** BAGIAN DOKUMEN **
○ ○ ○ ○

Merajut Perdamaian untuk Kemanusiaan


Oleh. Mohammad Takdir Ilahi

Konflik dan perang yang menimpa negara-negara Timur Tengah belakangan ini, sungguh sangat memperihatinkan dan menjadi ironi di tengah kehidupan dunia modern yang menghargai hak-hak asasi manusia. Perang saudara yang terjadi di Yaman adalah salah satu contoh paling nyata betapa konflik dan peperangan menjadi jalan terakhir untuk menunjukkan siapa yang paling berkuasa dalam pemerintahan.
Perang saudara yang terjadi di Yaman menjadi guntur politik yang menegangkan bagi masa depan rakyat di Timur Tengah karena tiada hari tanpa pertumpuhan darah. Perang yang semakin berkecamuk antara pendukung pemerintah yang sedang berkuasa dengan pemberontak bisa memimbulkan trauma psikologis bagi rakyat yang terkenda dampak peperangan. Hal ini tentu saja sangat berbahaya bagi stabilitas politik dan keamanan bagi semua warga yang tinggal di daerah konflik, baik penduduk sipil atau pun warga asing yang tinggal di Yaman.
Gelombang peperangan yang semakin memanas antara kedua kubu yang bersitegang membuat rasa keamanan penduduk sangat terancam. Peperangan yang menghancurkan perkantoran, gedung-gedung pemerintahan, sekolah, maupun tempat-tempat umum lainnya bisa menjadi anomali bagi hancurnya tatanan kehidupan masyarakat Yaman. Akibat perang, perekonomian masyarakat pun semakin mengalami kesenjangan dan ketidakpastian di berbagai lini kehidupan.
Gelombang politik yang berujung pada tuntutan mengkudeta pemerintah yang berkuasa menjadi embrio lahirnya konflik dan peperangan yang tak kunjung usai. Jika konflik dan peperangan di Yaman belum berakhir dan tidak ada pihak yang mau melakukan genjatan senjata, maka harmoni hidup hanya akan menjadi mimpi belaka.

○ ○ ○ ○

** MATERI YANG DITAMPILKAN **

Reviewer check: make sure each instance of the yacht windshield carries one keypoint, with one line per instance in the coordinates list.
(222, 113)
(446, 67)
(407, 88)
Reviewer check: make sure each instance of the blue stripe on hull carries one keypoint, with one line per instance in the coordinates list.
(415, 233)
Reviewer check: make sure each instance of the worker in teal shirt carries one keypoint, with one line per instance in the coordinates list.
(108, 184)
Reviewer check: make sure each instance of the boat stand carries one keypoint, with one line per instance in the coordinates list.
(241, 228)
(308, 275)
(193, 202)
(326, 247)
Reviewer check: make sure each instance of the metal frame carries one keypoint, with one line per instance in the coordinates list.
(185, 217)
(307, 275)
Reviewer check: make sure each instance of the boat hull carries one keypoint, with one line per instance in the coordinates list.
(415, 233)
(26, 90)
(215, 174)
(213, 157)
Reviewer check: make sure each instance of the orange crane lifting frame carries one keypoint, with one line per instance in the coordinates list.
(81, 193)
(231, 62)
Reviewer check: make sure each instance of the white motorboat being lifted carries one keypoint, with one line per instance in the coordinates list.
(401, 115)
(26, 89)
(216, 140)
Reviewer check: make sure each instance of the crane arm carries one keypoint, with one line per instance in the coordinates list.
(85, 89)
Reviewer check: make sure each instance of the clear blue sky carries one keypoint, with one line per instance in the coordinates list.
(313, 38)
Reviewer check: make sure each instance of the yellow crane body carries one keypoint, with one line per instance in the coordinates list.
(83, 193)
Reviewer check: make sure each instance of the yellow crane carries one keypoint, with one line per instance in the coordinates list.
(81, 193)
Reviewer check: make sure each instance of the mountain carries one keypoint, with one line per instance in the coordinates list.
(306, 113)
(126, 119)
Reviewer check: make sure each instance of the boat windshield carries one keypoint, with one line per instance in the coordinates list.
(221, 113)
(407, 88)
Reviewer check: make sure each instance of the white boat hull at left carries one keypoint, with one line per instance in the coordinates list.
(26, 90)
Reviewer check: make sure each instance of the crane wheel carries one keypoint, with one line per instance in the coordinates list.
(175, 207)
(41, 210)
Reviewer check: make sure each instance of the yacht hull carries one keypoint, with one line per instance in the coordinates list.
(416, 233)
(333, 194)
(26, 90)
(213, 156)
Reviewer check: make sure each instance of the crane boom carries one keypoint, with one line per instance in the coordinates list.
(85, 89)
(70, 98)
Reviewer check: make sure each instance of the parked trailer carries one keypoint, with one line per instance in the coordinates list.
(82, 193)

○ ○ ○ ○

** TUGAS TERTULIS **
Tuliskan kembali tanpa perubahan bagian tulisan tentang perang saudara di Yaman di atas, mulai dari "Merajut Perdamaian untuk" hingga "berkuasa dalam pemerintahan.", termasuk kedua bagian itu sendiri.

** HASIL TUGAS **
Merajut Perdamaian untuk Kemanusiaan


Oleh. Mohammad Takdir Ilahi

Konflik dan perang yang menimpa negara-negara Timur Tengah belakangan ini, sungguh sangat memperihatinkan dan menjadi ironi di tengah kehidupan dunia modern yang menghargai hak-hak asasi manusia. Perang saudara yang terjadi di Yaman adalah salah satu contoh paling nyata betapa konflik dan peperangan menjadi jalan terakhir untuk menunjukkan siapa yang paling berkuasa dalam pemerintahan.